* Data shown
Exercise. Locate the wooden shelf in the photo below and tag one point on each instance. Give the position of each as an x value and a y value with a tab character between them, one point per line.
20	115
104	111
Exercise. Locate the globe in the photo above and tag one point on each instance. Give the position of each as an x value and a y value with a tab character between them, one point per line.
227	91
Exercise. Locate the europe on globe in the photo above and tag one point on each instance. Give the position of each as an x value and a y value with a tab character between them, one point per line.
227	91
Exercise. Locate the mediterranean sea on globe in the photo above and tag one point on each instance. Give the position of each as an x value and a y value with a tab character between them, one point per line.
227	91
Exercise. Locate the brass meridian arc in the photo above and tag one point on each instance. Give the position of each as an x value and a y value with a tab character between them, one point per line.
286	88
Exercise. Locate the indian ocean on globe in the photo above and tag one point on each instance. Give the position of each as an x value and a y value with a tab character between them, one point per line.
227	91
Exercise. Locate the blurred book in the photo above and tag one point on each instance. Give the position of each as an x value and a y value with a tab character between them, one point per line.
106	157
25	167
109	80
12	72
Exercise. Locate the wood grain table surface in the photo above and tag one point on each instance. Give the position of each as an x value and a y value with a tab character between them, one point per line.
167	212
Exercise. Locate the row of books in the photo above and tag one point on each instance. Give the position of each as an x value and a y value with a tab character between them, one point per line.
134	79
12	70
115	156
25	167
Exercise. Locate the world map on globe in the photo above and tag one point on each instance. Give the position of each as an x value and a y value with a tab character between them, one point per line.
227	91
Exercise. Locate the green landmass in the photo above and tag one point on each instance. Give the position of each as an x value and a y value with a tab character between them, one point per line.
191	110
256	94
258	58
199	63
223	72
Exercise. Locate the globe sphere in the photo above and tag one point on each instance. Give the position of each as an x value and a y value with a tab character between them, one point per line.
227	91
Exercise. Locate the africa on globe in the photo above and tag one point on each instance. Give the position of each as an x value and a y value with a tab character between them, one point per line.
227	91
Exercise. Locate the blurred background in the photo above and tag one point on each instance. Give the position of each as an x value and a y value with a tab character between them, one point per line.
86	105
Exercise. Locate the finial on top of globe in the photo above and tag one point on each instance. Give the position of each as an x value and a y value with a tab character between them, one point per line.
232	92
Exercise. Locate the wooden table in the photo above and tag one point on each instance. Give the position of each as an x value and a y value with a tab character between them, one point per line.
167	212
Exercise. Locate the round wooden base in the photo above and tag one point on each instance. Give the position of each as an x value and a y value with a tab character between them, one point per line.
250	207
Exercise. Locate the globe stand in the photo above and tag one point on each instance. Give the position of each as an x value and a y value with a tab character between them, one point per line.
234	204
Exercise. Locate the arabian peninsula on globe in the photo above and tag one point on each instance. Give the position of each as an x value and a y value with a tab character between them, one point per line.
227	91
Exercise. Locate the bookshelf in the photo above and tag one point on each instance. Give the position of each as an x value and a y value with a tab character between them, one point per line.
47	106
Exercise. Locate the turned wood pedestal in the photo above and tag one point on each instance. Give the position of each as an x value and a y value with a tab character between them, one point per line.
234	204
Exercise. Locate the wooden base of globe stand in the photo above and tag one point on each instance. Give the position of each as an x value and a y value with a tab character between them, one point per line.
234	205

* Do this
Put every line of the data above into a JSON list of strings, with one string per line and any blank lines omitted.

* Task output
[
  "Exercise. Locate the wooden shelf in the photo below and tag one point on each instance. Give the position of each as an x value and a y value with a tab character between them, one point per line.",
  "20\t115",
  "104\t111",
  "Exercise. Locate the globe in the photo above and tag one point on each instance. Give the position of each as an x value and a y value with a tab character between them, one point per line.",
  "227\t91",
  "Exercise. Locate the europe on globe in the photo above and tag one point on each instance. Give the position of each as an x value and a y value with a tab character between them, one point per line.",
  "227\t91",
  "Exercise. Locate the mediterranean sea on globe in the photo above and tag one point on each instance. Give the position of each as an x value and a y value with a tab character between them, one point per line.",
  "227\t91",
  "Exercise. Locate the brass meridian arc in the photo above and tag one point on each instance. Give the position of each as an x value and a y value with a tab character between them, one point per line.",
  "286\t88",
  "Exercise. Locate the indian ocean on globe in the photo above and tag one point on each instance. Give the position of each as an x value and a y value with a tab character between them, one point per line.",
  "227\t91",
  "Exercise. Locate the blurred book in the photo above and tag one point on each instance. Give the position of each as an x value and a y value with a tab character between them, one point per line.",
  "106\t157",
  "25\t167",
  "109\t80",
  "12\t72",
  "Exercise. Locate the wood grain table surface in the photo above and tag one point on each instance. Give the position of each as an x value and a y value with a tab character between them, one point per line.",
  "167\t212",
  "Exercise. Locate the row of books in the photo above and tag one point on each instance. Give the position of each as an x value and a y value with a tab character between them, one point per line.",
  "134\t79",
  "12\t70",
  "115\t156",
  "25\t167",
  "Exercise. Locate the world map on globe in the photo above and tag one point on each instance. Give the position of each as an x value and a y value with a tab character between them, one point per line.",
  "227\t91",
  "Exercise. Locate the green landmass in the photo above and tag one point on each instance. Give the position of each as an x value and a y value with a tab character between them, one point per line.",
  "191\t110",
  "256\t94",
  "258\t58",
  "199\t63",
  "223\t72",
  "Exercise. Locate the globe sphere in the photo above and tag one point on each instance. Give the position of each as an x value and a y value with a tab character between them, one point per line.",
  "227\t91",
  "Exercise. Locate the africa on globe in the photo above and tag one point on each instance. Give the position of each as an x value and a y value with a tab character between them, one point per line.",
  "227\t91",
  "Exercise. Locate the blurred background in the photo above and tag one point on each instance. Give the position of each as an x value and a y value with a tab character between them, one point per line.",
  "86\t105",
  "Exercise. Locate the finial on top of globe in the photo above and tag one point on each instance. Give the position of each as an x value and a y value with a tab character between them, one point per line.",
  "232\t92",
  "Exercise. Locate the wooden table in the photo above and tag one point on each instance. Give the position of each as an x value and a y value with a tab character between them, one point per line.",
  "167\t212",
  "Exercise. Locate the round wooden base in the photo above and tag one point on each instance. Give the position of each as an x value and a y value with a tab character between them, one point per line.",
  "250\t207",
  "Exercise. Locate the globe stand in the photo above and tag one point on each instance. Give the position of each as an x value and a y value with a tab character between them, one point per line.",
  "234\t204",
  "Exercise. Locate the arabian peninsula on globe in the photo above and tag one point on each instance. Give the position of each as an x value and a y value with a tab character between them, one point per line.",
  "227\t91",
  "Exercise. Locate the bookshelf in the photo above and tag one point on each instance. Give the position of each as an x value and a y value with a tab character between them, one point per line.",
  "47\t106",
  "Exercise. Locate the turned wood pedestal in the photo above and tag one point on each instance. Give the position of each as an x value and a y value with a tab character between them, one point per line.",
  "234\t204",
  "Exercise. Locate the wooden base of globe stand in the photo above and tag one point on each instance. Give the position of each as an x value and a y value with a tab character between them, one point per line.",
  "234\t205"
]